Produce a verbatim copy of the data below that contains no pictures.

BEGIN

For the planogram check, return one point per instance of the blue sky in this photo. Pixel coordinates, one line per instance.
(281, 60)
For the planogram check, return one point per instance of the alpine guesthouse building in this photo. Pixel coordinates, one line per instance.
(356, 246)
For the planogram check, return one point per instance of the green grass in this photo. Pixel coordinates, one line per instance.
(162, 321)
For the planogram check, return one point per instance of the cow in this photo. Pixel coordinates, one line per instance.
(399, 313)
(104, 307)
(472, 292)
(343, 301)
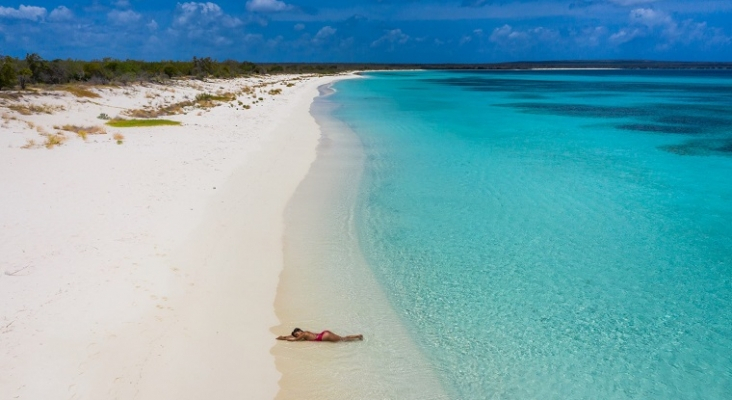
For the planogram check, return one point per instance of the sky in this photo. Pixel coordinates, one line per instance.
(377, 31)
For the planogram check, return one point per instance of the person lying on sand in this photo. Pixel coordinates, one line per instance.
(325, 336)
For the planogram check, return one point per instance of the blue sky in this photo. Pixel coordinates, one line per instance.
(403, 31)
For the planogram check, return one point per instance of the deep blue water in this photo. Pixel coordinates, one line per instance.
(553, 234)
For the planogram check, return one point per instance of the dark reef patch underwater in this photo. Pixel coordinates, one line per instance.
(557, 235)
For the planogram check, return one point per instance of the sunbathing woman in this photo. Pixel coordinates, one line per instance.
(325, 336)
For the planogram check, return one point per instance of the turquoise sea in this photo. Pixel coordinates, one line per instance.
(551, 234)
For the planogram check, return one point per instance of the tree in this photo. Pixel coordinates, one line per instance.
(24, 77)
(37, 66)
(7, 74)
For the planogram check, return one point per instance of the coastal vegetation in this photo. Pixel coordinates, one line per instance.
(33, 69)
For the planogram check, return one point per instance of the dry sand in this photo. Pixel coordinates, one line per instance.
(147, 269)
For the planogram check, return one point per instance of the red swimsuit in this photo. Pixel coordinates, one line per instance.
(320, 336)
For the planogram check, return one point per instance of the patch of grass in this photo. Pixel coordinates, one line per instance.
(78, 91)
(83, 131)
(35, 108)
(11, 95)
(132, 123)
(119, 138)
(54, 140)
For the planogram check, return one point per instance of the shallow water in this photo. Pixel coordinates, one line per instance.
(553, 235)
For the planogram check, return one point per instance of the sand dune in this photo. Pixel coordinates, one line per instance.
(147, 269)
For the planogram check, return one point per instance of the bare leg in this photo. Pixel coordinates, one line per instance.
(332, 337)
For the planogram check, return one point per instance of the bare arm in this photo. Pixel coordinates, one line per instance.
(291, 338)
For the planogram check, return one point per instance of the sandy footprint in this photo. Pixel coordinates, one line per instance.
(20, 271)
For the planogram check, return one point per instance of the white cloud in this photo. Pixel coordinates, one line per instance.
(625, 35)
(627, 3)
(650, 17)
(645, 22)
(324, 33)
(23, 12)
(391, 37)
(267, 6)
(192, 15)
(514, 39)
(123, 17)
(590, 37)
(60, 13)
(506, 34)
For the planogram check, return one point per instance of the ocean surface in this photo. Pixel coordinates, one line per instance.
(544, 234)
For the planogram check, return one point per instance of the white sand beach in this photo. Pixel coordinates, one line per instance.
(146, 265)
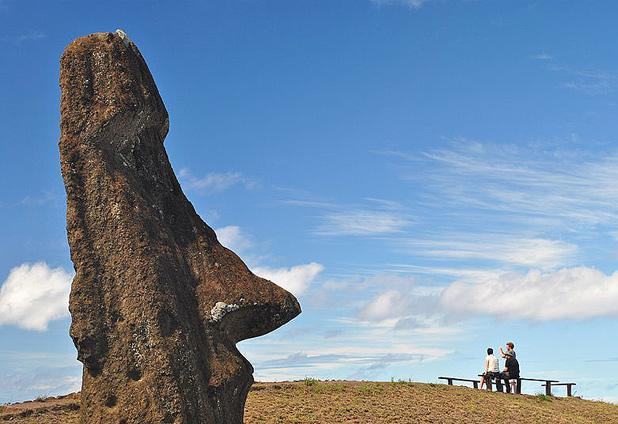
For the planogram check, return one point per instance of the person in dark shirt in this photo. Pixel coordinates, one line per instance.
(510, 372)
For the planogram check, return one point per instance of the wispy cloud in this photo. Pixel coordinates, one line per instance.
(48, 381)
(22, 38)
(416, 4)
(497, 248)
(43, 199)
(214, 182)
(295, 279)
(570, 293)
(542, 56)
(373, 218)
(531, 183)
(584, 80)
(33, 295)
(359, 222)
(233, 238)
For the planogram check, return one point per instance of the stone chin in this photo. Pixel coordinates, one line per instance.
(157, 303)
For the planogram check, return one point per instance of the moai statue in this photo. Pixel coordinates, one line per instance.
(157, 303)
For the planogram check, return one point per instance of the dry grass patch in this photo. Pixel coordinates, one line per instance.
(326, 402)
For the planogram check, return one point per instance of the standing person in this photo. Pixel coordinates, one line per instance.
(509, 348)
(492, 370)
(510, 373)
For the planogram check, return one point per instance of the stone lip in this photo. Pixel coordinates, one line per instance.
(157, 303)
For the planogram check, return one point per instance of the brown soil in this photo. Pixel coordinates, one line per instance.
(318, 402)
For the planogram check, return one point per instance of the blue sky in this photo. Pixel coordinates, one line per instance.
(430, 178)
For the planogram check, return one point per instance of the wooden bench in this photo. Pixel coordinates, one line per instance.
(569, 385)
(548, 384)
(451, 379)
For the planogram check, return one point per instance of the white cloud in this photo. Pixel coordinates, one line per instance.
(33, 295)
(543, 56)
(386, 305)
(361, 222)
(570, 293)
(532, 184)
(17, 39)
(295, 279)
(410, 3)
(213, 182)
(529, 252)
(44, 198)
(233, 238)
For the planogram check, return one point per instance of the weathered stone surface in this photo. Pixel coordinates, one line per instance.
(157, 303)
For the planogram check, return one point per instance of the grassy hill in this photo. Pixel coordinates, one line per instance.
(312, 401)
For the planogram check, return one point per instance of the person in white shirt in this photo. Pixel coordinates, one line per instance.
(492, 369)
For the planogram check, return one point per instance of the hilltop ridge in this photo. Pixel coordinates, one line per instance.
(313, 401)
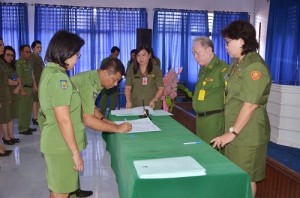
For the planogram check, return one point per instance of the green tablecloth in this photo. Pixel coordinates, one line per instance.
(223, 179)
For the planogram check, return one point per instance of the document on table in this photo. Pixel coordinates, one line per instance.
(173, 167)
(132, 112)
(161, 112)
(141, 125)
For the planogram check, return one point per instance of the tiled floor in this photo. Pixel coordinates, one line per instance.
(22, 174)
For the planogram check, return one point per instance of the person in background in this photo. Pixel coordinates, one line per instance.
(247, 124)
(38, 66)
(3, 151)
(9, 58)
(144, 83)
(113, 92)
(25, 73)
(89, 84)
(155, 60)
(132, 58)
(208, 98)
(62, 130)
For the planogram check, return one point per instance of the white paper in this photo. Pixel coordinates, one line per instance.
(131, 112)
(141, 125)
(173, 167)
(161, 112)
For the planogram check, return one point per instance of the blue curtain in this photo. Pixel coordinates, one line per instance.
(173, 33)
(220, 21)
(101, 28)
(283, 38)
(14, 25)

END

# [ANSWER SECTION]
For the planogram check, return one point per instance of the blue sky in this photo. Pixel coordinates, one line per instance.
(281, 60)
For the planogram check, return one point per instance of the alpine guesthouse building in this photo. Pixel coordinates, one line per instance.
(356, 246)
For the planogram check, return one point per instance of the green grass in this photo. Pixel coordinates, one line per instance.
(162, 321)
For the planogram check, return one point per instance of the cow in this photo. Pixel coordinates, one line per instance.
(399, 313)
(104, 307)
(472, 292)
(343, 301)
For the planogram check, return one point per instance of the sky in this photo. Pixel coordinates, one line per instance.
(377, 31)
For the planogram check, return one point per instance of the person lying on sand in this photo. Pixel coordinates, one line per instance.
(325, 336)
For the planogram check, return one point per instance of the blue sky in this photo. Pixel coordinates, one line per instance.
(403, 31)
For the planogram check, return one point per instance of the deep blue water in this photo. Pixel coordinates, one line per instance.
(553, 234)
For the planogram check, return one point per instance of the dark reef patch underwater in this photo. Pixel coordinates, one line per instance.
(557, 235)
For the planogram check, return one point per instance of the sunbathing woman in this photo. Pixel coordinates, one line per instance.
(325, 336)
For the planogram check, return one point per instance of the turquoise sea in this photo. Pixel coordinates, one line per instance.
(551, 234)
For the planogram check, return one point per instance of the tree in this photo. Pixel coordinates, one line per instance.
(24, 77)
(37, 66)
(7, 74)
For the planogram check, return one point per instance of the coastal vegetation in this photo. Pixel coordinates, one line per instance.
(33, 69)
For the planogram check, return one point per instance of the dry sand in this photo. Pixel coordinates, one line per instance.
(147, 269)
For the planogram check, return one point per instance of the red swimsuit in this photo. Pixel coordinates, one line per instance.
(320, 336)
For the planogram check, return one point per instance of the patch of grass in this photo. Pixel coordinates, one line per instance.
(78, 91)
(83, 131)
(35, 108)
(11, 95)
(132, 123)
(119, 138)
(54, 140)
For the planogram check, return one point per instance of the shallow water in this photo. Pixel coordinates, one line per instance.
(553, 235)
For the planogram check, return one point per instance of the sand dune in this photo. Pixel coordinates, one line per instance.
(147, 269)
For the planogram check, return one point per instance of the bare leg in this photo. Pixel coordinates, one line per instance.
(332, 337)
For the planogram check, return one point per instance of the bare arm in this photo. Pixel coordinates, one line per instance.
(291, 338)
For the planogram check, return one point per instance of the sandy footprint in this photo. Pixel coordinates, one line per instance.
(20, 271)
For the planogram check, return one point per instance of the white cloud in this photo. Pixel coordinates, one line per instance.
(625, 35)
(627, 3)
(650, 17)
(645, 22)
(324, 33)
(23, 12)
(391, 37)
(267, 6)
(192, 15)
(514, 39)
(123, 17)
(590, 37)
(60, 13)
(506, 34)
For the planogram check, return one point per instance of the ocean surface in this photo. Pixel coordinates, one line per instance.
(544, 234)
For the planogram check, return one point per instance of the white sand beach in this photo. Pixel coordinates, one line per instance.
(146, 265)
For the planogram check, return one point per instance of the person in dark shirt in this photo. Pixel coordinates, one line per instance.
(510, 372)
For the planogram check, return one point per instance of the wispy cloud in this photo. Pixel coordinates, one line per instance.
(48, 381)
(22, 38)
(416, 4)
(497, 248)
(43, 199)
(214, 182)
(295, 279)
(570, 293)
(542, 56)
(373, 218)
(531, 183)
(584, 80)
(33, 295)
(359, 222)
(233, 238)
For the planogram check, return one point per instance of the stone chin in this photo. Pixel coordinates, one line per instance.
(157, 303)
For the planogram check, return one point per instance of the moai statue in this photo. Pixel coordinates, one line per instance.
(157, 303)
For the planogram check, return one point per instance of the dry grass patch in this photo. Pixel coordinates, one line per instance.
(326, 402)
For the planogram check, return one point per instance of the standing person in this photo. Pixel coordinates, one line per instance.
(509, 348)
(492, 370)
(510, 373)
For the planogram check, return one point per instance of the stone lip in this photo. Pixel coordinates, one line per instance.
(157, 303)
For the planogram check, return one point per instance of the brown soil in this photo. Pixel coordinates, one line per instance.
(318, 402)
For the planogram check, return one point per instance of the blue sky in this photo. Pixel coordinates, one line per instance.
(430, 178)
For the planogram check, return one point per instance of the wooden bench in this photo. Pixel coordinates, one line per instance.
(569, 385)
(548, 384)
(451, 379)
For the planogram check, return one point per instance of the white cloud in this photo. Pixel coordinates, one line per instance.
(33, 295)
(543, 56)
(386, 305)
(361, 222)
(570, 293)
(532, 184)
(17, 39)
(295, 279)
(410, 3)
(213, 182)
(529, 252)
(44, 198)
(233, 238)
For the planogram check, return one point per instance of the weathered stone surface in this photo. Pixel coordinates, one line per instance.
(157, 303)
For the planogram check, return one point per instance of the grassy hill in this photo. Pixel coordinates, one line per instance.
(312, 401)
For the planogram check, return one point per instance of the person in white shirt in this photo. Pixel coordinates, one line per instance.
(492, 369)
For the planogram check, return one point per instance of the hilltop ridge in this photo. Pixel coordinates, one line per instance.
(313, 401)
For the planogram check, return one point per instance of the green tablecloth in this photo. Pixel coordinates, one line per instance.
(223, 179)
For the planogram check, return one point per instance of the document on table in this photo. Pixel coordinates, one line per instance.
(173, 167)
(132, 112)
(161, 112)
(141, 125)
For the planogram check, return one point per instance of the tiled floor in this photo. Pixel coordinates, one line per instance.
(22, 174)
For the planogram check, return one point per instance of the person in background in this photo. Pixel coordinates, one line per instance.
(247, 124)
(38, 66)
(3, 151)
(9, 58)
(144, 83)
(113, 92)
(25, 73)
(89, 84)
(155, 60)
(132, 58)
(208, 98)
(62, 130)
For the planogram check, return one point per instance of the white paper in this photo. Pixel coordinates, one line per instance.
(131, 112)
(141, 125)
(173, 167)
(161, 112)
For the planogram check, return one point per instance of the blue curtain in this photo. Pixel coordinates, one line per instance.
(173, 33)
(220, 21)
(101, 28)
(283, 38)
(14, 25)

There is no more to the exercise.